[Segmentation mask data]
*** Begin section ***
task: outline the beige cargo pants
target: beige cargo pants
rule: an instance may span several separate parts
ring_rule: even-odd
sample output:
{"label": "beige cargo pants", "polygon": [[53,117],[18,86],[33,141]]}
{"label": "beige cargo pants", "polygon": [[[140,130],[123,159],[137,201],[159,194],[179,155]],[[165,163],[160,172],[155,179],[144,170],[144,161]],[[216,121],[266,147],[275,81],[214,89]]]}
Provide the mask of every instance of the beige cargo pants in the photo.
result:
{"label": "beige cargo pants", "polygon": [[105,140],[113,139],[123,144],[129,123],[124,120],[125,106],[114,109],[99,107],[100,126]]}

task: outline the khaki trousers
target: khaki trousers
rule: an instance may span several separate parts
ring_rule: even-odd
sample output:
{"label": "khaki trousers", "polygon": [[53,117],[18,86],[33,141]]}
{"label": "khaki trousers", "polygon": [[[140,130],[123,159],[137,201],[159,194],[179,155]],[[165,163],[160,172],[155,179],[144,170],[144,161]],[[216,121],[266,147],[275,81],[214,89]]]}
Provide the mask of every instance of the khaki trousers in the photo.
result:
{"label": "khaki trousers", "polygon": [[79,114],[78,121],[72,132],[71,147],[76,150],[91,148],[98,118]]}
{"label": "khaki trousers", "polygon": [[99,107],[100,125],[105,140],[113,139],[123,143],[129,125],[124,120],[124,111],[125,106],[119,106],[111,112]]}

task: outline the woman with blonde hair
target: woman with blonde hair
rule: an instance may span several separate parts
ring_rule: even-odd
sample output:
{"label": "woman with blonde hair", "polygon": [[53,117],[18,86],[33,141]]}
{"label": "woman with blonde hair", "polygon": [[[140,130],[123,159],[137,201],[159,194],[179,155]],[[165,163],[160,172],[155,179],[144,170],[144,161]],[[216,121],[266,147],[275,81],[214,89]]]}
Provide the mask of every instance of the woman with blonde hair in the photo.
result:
*** End section ***
Activity. All entries are to be printed once more, exactly as given.

Result for this exercise.
task: outline the beige cargo pants
target: beige cargo pants
rule: an instance may span several separate parts
ring_rule: even-odd
sample output:
{"label": "beige cargo pants", "polygon": [[53,117],[18,86],[33,141]]}
{"label": "beige cargo pants", "polygon": [[[140,130],[123,159],[137,201],[159,194],[179,155]],[[165,163],[160,172],[155,179],[144,170],[144,161]],[[216,121],[266,147],[275,81],[214,89]]]}
Provide the mask of every instance of the beige cargo pants in the photo.
result:
{"label": "beige cargo pants", "polygon": [[105,140],[113,139],[123,144],[129,123],[124,120],[125,106],[114,109],[99,107],[100,126]]}

task: outline the khaki trousers
target: khaki trousers
rule: an instance may span several separate parts
ring_rule: even-odd
sample output:
{"label": "khaki trousers", "polygon": [[53,117],[18,86],[33,141]]}
{"label": "khaki trousers", "polygon": [[[140,130],[123,159],[137,201],[159,194],[179,155]],[[165,163],[160,172],[155,179],[144,170],[144,161]],[[216,121],[266,147],[275,81],[214,89]]]}
Provide the mask of every instance of the khaki trousers in the photo.
result:
{"label": "khaki trousers", "polygon": [[79,114],[78,121],[72,132],[71,147],[76,150],[91,148],[98,118]]}
{"label": "khaki trousers", "polygon": [[99,107],[100,125],[105,140],[113,139],[123,143],[129,125],[124,120],[124,111],[125,106],[119,106],[111,112]]}

task: outline the woman with blonde hair
target: woman with blonde hair
rule: an instance may span several separate parts
ring_rule: even-odd
sample output:
{"label": "woman with blonde hair", "polygon": [[53,117],[18,86],[33,141]]}
{"label": "woman with blonde hair", "polygon": [[[140,130],[123,159],[137,201],[159,194],[179,155]],[[165,163],[160,172],[155,179],[144,170],[144,161]],[[216,121],[266,147],[275,81],[214,89]]]}
Provide the mask of every instance of the woman with blonde hair in the photo.
result:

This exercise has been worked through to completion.